• [PAGE EXTRACT]
---

American author, preservationist, and performance artist

Marquetta L. Goodwine (born 1968) is a non-sovereign, elected monarch who serves as Queen Quet, Chieftess of the Gullah Geechee Nation. She is an author, preservationist, and performance artist.

==Biography==
Goodwine was a native of St. Helena Island, South Carolina. She attended Fordham College at Lincoln Center and double majored in computer science and mathematics. In 1996 she left Fordham and founded of the Gullah/Geechee Sea Island Coalition. In 1999 she became the first Gullah to speak before the United Nations, giving testimony at an April 1 hearing of the Commission on Human Rights in Switzerland. She participated in the United Nations Forum on Minority Rights which was first established in 2008. At the forum, Queen Quet recorded the human rights struggle of the Gullah/Geechee people for archival by the United Nations.

---

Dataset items
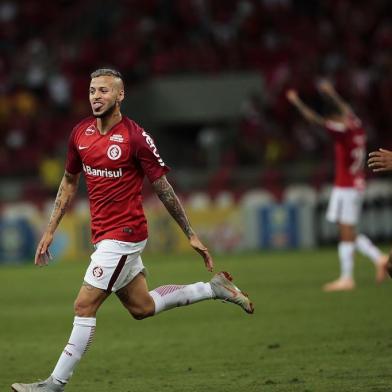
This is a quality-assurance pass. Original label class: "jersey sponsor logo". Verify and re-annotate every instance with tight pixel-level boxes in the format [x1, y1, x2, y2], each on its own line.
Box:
[109, 135, 124, 143]
[84, 125, 95, 136]
[83, 163, 122, 178]
[107, 144, 121, 161]
[142, 131, 165, 166]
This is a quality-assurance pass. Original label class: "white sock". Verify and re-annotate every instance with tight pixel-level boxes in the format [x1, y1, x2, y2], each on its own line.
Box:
[355, 234, 381, 264]
[338, 241, 355, 278]
[150, 282, 214, 314]
[52, 316, 96, 384]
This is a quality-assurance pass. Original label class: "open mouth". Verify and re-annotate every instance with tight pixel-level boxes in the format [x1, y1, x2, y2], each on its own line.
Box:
[93, 102, 103, 111]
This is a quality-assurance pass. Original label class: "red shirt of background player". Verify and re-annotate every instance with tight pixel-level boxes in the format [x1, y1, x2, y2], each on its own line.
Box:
[325, 115, 366, 190]
[66, 116, 169, 243]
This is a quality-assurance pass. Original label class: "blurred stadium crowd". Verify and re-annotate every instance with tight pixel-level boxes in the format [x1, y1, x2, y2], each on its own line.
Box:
[0, 0, 392, 199]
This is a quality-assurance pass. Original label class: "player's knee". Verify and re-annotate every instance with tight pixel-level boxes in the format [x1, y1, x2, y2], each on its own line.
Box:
[128, 306, 154, 320]
[74, 300, 96, 317]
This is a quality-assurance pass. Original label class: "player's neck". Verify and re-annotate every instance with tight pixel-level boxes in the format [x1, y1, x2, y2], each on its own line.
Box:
[97, 112, 122, 135]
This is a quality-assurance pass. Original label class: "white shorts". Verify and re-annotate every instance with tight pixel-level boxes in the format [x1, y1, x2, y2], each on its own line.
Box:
[84, 240, 147, 293]
[326, 187, 363, 225]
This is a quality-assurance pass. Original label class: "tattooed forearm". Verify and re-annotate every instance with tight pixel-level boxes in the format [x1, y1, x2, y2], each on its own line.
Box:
[48, 173, 79, 232]
[152, 176, 194, 238]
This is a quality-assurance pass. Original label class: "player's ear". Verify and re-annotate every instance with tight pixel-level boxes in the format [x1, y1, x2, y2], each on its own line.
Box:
[117, 89, 125, 104]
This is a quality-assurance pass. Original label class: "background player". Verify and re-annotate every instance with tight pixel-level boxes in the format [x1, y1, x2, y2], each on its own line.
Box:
[287, 81, 387, 291]
[12, 69, 253, 392]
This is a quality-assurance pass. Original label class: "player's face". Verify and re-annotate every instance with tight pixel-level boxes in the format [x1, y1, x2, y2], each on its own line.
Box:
[90, 76, 124, 118]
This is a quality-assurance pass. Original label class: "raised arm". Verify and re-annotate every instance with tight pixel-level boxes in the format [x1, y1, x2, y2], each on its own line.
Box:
[286, 90, 325, 126]
[318, 80, 353, 115]
[152, 176, 214, 271]
[34, 171, 80, 266]
[368, 148, 392, 172]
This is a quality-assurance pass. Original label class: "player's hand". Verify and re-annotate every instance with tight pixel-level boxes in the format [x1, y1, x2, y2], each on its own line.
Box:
[286, 89, 298, 104]
[368, 148, 392, 172]
[34, 233, 53, 267]
[317, 80, 335, 95]
[189, 234, 214, 272]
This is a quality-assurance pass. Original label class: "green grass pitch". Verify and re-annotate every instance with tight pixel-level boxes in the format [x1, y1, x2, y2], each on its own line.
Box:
[0, 249, 392, 392]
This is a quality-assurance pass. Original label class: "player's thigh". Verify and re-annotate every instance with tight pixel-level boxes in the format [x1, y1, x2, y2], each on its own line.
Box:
[116, 272, 154, 312]
[339, 223, 357, 242]
[84, 240, 146, 293]
[340, 189, 362, 225]
[326, 187, 362, 226]
[74, 282, 110, 317]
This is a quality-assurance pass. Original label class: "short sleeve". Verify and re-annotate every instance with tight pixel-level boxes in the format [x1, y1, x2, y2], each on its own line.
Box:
[65, 128, 83, 174]
[132, 127, 170, 183]
[325, 120, 347, 133]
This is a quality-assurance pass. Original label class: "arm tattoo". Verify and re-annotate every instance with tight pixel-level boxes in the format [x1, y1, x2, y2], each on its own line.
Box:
[48, 173, 78, 229]
[153, 176, 194, 238]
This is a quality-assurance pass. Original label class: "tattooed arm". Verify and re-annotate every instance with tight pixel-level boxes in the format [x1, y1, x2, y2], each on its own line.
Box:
[34, 171, 80, 266]
[152, 176, 214, 271]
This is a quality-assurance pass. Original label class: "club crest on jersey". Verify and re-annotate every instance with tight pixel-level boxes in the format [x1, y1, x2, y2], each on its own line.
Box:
[84, 125, 95, 136]
[107, 144, 121, 161]
[109, 135, 124, 143]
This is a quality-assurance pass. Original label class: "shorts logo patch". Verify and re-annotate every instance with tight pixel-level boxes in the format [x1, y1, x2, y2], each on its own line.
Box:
[107, 144, 121, 161]
[93, 266, 103, 279]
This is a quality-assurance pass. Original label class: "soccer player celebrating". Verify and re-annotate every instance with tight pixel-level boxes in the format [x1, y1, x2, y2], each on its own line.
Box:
[12, 69, 253, 392]
[286, 81, 387, 291]
[368, 148, 392, 278]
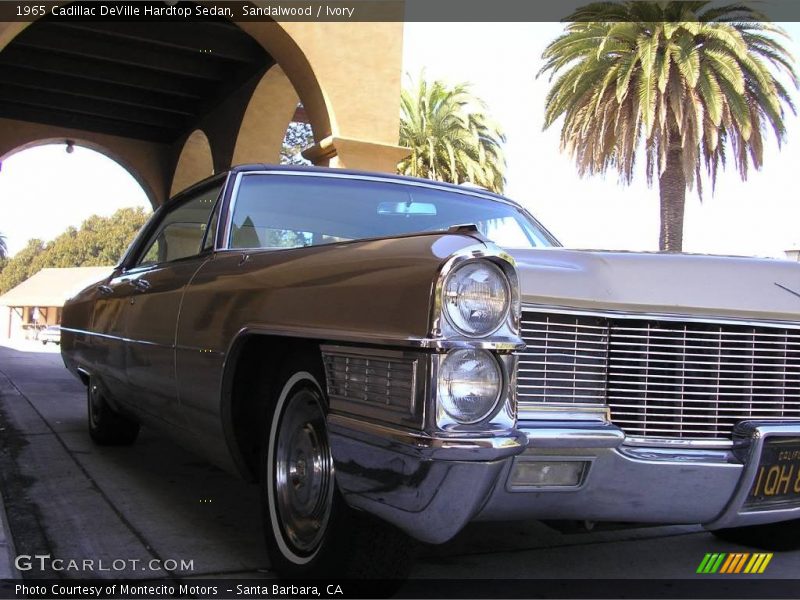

---

• [WHAT YOU WILL DO]
1. Duplicate the passage of the Marquetta L. Goodwine biography above, from "Marquetta L. Goodwine" up to and including "the United Nations.".
2. Pick up the Marquetta L. Goodwine biography above after its final sentence and write what follows.

• [ANSWERS]
1.
Marquetta L. Goodwine (born 1968) is a non-sovereign, elected monarch who serves as Queen Quet, Chieftess of the Gullah Geechee Nation. She is an author, preservationist, and performance artist.

==Biography==
Goodwine was a native of St. Helena Island, South Carolina. She attended Fordham College at Lincoln Center and double majored in computer science and mathematics. In 1996 she left Fordham and founded of the Gullah/Geechee Sea Island Coalition. In 1999 she became the first Gullah to speak before the United Nations, giving testimony at an April 1 hearing of the Commission on Human Rights in Switzerland. She participated in the United Nations Forum on Minority Rights which was first established in 2008. At the forum, Queen Quet recorded the human rights struggle of the Gullah/Geechee people for archival by the United Nations.

2.
On 2 July 2002, Goodwine was elected and enstooled as "Queen Quet, chieftess of the Gullah/Geechee Nation." Goodwine also serves as the Chair of the Gullah/Geechee Cultural Heritage Corridor General Management Plan and Expert Commissioner for South Carolina. She is a member of the 15-person commission established by the United States Gullah/Geechee Cultural Heritage Act which was passed by the United States Congress.

Goodwine is a public advocate for the Gullah/Geechee Sea Islands in the face of increasing storm damage resulting from the climate crisis as well as ongoing flooding due to overdevelopment and poor infrastructure maintenance. Her work includes advocating and the preservation of Gullah/Geechee cultural traditions and resources that are threatened due to gentrification and climate change.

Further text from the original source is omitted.